# [TRECHO DO TEXTO]
########

Com açúcar e com afeto

Nos idos tempos bons, que lá se vão, minha avozinha fazia doces de várias nacionalidades. Ou seriam doces de diversos sabores, cores, os de sabor de açúcar com canela, os famosos brigadeiros que não brigavam com ninguém, apenas rusguinhas tolas entre os primos que disputavam aquelas doçuras como a abelha acorre ao pote de mel, os quindins amarelinhos, que só de vê-los nos enchiam os olhos, os tais de nome carolina, que só passei a degustá-los depois, os feitos de coco ralado, nomeados de beijinhos doces, além de tantos e tantos outros, que seria impossível comentar sobre todos, ficam apenas lembrados aqueles que apreciava mais.

########

# [MATERIAL FORNECIDO]
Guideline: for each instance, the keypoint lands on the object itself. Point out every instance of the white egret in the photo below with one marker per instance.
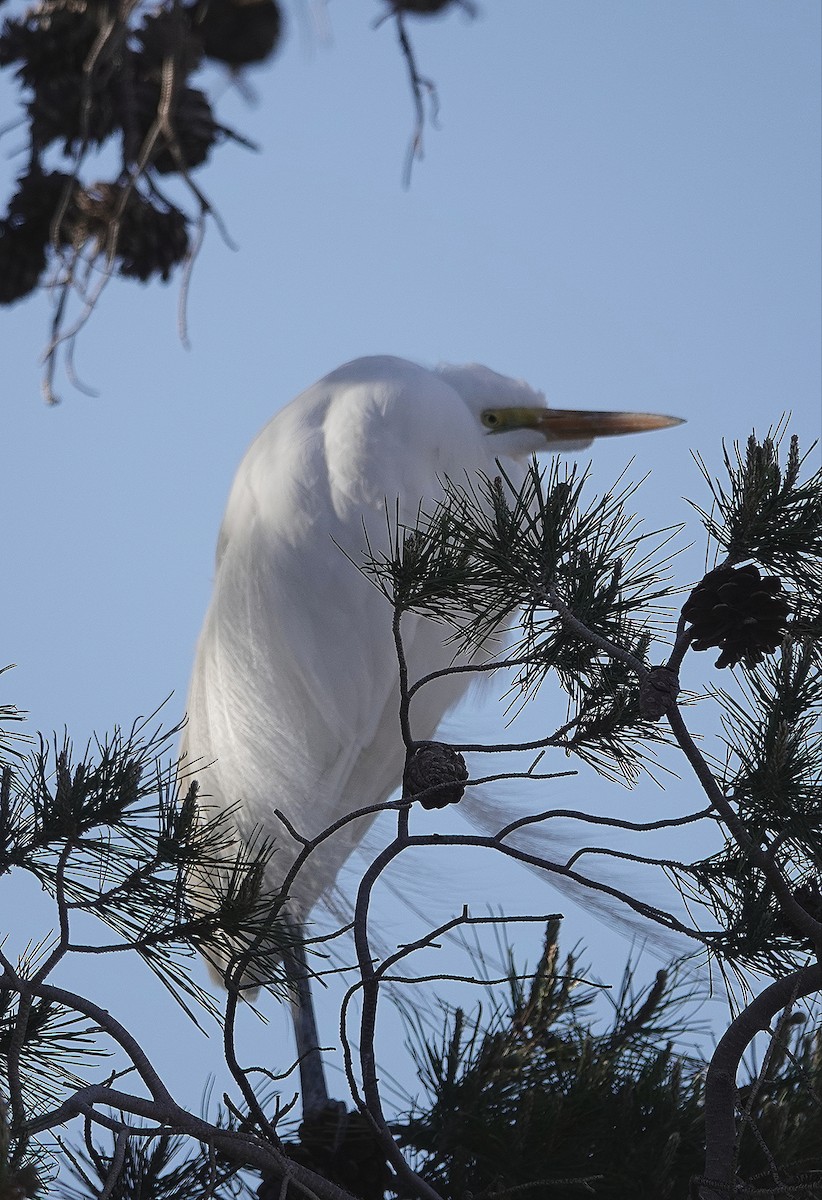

########

# [EXERCÍCIO ESCRITO]
No trecho sobre os doces da avó, como eram chamados os doces feitos de coco ralado?

# [RESPOSTA DA TAREFA]
Eram chamados de beijinhos doces.